▸ Aim of the exercise:
Pull out every line of the items below that contains the string "patch", matching case exactly, and copy each such line unchanged.

▸ Data provided:
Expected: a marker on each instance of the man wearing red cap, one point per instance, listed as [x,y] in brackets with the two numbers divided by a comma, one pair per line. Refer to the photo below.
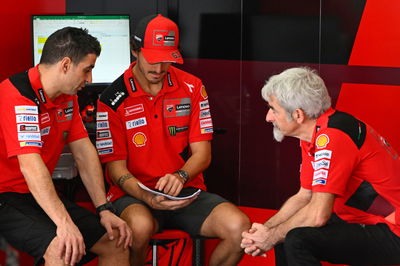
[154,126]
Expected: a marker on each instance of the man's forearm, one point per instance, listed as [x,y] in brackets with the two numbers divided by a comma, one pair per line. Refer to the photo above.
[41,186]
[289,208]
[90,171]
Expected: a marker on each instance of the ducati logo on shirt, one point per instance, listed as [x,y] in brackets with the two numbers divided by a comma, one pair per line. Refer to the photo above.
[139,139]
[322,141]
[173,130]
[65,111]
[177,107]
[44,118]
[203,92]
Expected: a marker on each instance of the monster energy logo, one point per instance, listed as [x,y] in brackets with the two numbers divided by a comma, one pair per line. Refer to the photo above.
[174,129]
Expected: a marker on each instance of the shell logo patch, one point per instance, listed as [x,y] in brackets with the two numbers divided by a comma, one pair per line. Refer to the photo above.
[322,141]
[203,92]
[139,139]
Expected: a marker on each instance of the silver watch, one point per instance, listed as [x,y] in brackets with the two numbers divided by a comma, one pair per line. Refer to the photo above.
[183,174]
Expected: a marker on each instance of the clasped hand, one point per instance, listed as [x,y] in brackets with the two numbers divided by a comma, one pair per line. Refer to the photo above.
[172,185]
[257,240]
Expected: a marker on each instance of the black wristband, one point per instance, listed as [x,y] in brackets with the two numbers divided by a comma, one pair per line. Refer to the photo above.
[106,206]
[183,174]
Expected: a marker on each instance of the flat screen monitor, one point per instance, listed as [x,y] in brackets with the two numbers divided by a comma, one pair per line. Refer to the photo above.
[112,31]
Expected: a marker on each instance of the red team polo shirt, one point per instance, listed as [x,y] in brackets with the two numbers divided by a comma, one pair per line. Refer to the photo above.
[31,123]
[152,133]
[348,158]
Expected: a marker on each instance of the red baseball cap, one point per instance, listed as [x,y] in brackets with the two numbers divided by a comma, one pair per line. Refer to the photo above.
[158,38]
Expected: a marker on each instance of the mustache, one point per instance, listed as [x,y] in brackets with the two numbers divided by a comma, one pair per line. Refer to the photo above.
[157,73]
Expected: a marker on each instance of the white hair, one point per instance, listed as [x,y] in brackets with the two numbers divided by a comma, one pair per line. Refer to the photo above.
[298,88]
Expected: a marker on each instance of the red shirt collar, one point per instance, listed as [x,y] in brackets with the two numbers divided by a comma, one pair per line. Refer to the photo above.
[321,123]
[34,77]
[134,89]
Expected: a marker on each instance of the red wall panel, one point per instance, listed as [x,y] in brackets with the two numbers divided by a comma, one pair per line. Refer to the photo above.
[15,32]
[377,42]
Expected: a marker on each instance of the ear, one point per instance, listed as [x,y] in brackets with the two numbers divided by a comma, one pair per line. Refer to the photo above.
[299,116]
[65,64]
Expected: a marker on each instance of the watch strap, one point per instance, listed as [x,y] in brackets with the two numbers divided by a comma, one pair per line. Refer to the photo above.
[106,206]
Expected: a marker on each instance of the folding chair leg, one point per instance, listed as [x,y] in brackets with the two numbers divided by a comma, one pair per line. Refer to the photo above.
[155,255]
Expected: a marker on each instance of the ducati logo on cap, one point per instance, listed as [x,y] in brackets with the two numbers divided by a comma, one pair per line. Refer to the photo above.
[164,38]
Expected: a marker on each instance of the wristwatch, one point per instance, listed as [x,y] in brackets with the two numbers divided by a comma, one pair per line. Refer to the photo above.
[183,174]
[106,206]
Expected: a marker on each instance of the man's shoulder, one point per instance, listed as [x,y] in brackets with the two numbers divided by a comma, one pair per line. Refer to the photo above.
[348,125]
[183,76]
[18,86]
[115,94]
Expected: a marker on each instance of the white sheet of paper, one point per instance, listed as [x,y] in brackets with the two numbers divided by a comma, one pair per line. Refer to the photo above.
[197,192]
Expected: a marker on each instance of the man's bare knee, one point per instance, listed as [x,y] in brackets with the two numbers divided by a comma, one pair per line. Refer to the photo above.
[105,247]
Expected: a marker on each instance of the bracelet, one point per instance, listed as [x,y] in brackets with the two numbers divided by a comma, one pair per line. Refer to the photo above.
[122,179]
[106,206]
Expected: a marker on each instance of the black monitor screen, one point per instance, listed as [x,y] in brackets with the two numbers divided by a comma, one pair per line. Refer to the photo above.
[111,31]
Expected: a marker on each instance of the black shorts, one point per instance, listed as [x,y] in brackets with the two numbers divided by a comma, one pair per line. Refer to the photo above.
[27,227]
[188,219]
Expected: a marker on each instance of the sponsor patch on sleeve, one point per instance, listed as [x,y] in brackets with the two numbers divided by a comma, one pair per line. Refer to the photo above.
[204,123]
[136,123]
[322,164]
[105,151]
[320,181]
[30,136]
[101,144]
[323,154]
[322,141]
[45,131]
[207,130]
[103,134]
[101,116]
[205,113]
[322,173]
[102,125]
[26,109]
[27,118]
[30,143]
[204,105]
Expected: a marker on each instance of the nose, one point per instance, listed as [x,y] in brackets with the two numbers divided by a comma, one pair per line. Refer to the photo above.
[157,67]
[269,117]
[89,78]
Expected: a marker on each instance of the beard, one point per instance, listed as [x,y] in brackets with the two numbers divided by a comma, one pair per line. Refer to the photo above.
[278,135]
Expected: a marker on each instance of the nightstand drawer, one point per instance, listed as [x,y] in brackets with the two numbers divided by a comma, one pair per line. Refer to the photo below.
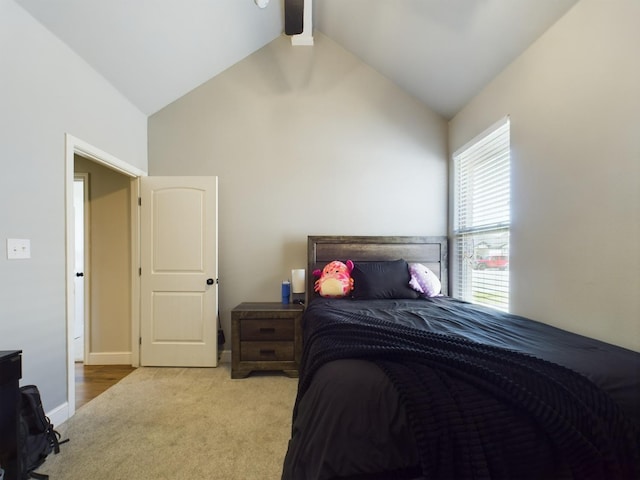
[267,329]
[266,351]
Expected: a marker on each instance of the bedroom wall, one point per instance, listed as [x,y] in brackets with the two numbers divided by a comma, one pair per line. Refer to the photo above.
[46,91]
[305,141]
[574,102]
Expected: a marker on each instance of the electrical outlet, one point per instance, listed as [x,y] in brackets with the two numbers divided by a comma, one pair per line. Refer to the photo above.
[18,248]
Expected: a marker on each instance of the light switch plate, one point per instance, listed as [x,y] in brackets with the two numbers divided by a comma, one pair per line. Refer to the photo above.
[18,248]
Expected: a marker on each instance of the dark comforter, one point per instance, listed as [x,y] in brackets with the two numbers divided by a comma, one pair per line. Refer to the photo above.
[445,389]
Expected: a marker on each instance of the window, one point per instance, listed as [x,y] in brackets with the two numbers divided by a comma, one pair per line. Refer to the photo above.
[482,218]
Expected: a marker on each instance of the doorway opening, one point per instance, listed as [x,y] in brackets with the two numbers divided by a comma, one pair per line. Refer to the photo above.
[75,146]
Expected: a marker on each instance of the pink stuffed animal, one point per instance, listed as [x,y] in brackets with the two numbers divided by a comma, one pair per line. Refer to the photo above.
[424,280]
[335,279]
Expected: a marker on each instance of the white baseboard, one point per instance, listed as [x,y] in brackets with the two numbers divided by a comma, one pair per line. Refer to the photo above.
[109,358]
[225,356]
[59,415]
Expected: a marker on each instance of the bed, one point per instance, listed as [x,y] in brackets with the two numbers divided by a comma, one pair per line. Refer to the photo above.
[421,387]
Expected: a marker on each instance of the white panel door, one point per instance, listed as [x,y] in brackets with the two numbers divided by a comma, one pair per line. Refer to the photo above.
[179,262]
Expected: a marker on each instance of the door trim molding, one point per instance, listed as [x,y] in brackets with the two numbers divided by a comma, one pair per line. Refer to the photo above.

---

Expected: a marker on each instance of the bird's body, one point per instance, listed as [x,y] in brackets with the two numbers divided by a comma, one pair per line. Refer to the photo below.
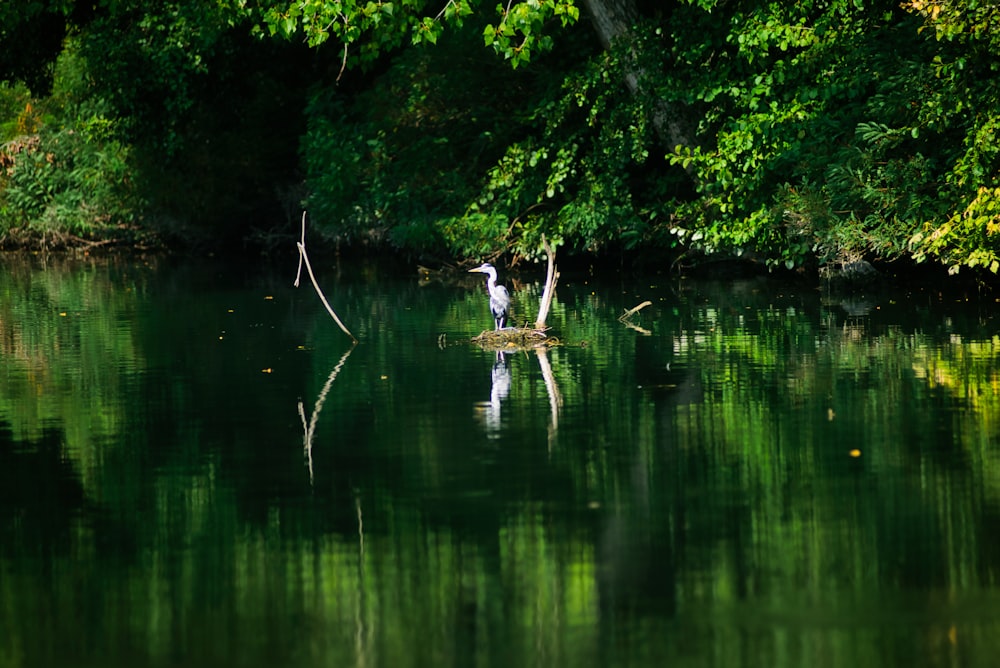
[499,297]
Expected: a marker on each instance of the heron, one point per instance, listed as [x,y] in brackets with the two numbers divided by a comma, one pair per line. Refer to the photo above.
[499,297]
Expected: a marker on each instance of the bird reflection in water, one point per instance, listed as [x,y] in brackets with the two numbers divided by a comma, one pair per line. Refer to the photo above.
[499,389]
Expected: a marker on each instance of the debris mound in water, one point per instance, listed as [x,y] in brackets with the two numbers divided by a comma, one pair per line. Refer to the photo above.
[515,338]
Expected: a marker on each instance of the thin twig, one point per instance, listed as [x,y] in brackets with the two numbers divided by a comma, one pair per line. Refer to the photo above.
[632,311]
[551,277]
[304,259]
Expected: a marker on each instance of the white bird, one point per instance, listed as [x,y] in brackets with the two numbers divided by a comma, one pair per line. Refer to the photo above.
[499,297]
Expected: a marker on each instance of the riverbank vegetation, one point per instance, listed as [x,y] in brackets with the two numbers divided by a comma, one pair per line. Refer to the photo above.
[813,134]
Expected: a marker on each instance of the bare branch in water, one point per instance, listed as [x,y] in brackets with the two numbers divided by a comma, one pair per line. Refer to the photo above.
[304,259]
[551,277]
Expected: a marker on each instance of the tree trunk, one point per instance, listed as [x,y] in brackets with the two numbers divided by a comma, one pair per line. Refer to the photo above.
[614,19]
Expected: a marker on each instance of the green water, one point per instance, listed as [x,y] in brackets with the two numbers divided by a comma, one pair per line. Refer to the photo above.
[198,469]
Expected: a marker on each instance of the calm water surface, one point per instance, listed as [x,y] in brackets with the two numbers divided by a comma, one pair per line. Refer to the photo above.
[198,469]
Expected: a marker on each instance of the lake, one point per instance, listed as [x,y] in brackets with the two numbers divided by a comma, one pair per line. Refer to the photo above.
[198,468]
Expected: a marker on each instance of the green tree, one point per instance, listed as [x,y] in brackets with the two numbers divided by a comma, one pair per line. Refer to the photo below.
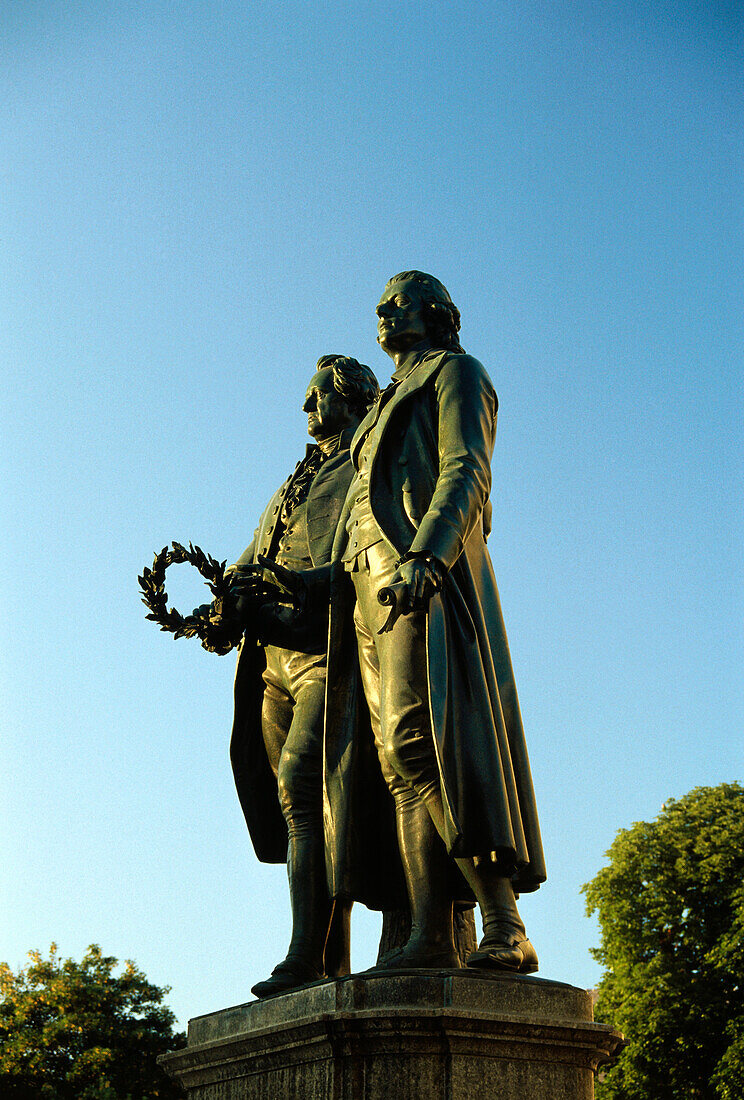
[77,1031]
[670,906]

▸ Result:
Expected: a marker on each instance of the shell logo patch, one point per instance, listed as [x,y] in brackets with the two numbers divided by a comma, one pair per line. Refer to the photo above.
Expected: a marker on each instance of the sponsor patch on sleeve, one point per instance, listed as [x,y] in brackets with the two numbers divided by a comma, one pair per line. Refer to the photo above.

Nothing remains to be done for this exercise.